### TASK OBJECTIVE
Turn the material below into a numbered list with one item per line, and leave out any blank lines.

### GIVEN INFORMATION
■ ■ ■
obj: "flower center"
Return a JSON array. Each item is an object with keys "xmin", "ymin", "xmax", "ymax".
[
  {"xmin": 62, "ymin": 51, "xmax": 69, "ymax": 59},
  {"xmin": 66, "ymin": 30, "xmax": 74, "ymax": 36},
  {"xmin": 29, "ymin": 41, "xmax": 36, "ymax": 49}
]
■ ■ ■
### EXERCISE ANSWER
1. obj: "flower center"
2. Return a JSON array. Each item is an object with keys "xmin", "ymin", "xmax", "ymax".
3. [
4.   {"xmin": 62, "ymin": 51, "xmax": 69, "ymax": 59},
5.   {"xmin": 66, "ymin": 30, "xmax": 74, "ymax": 36},
6.   {"xmin": 29, "ymin": 41, "xmax": 36, "ymax": 49}
7. ]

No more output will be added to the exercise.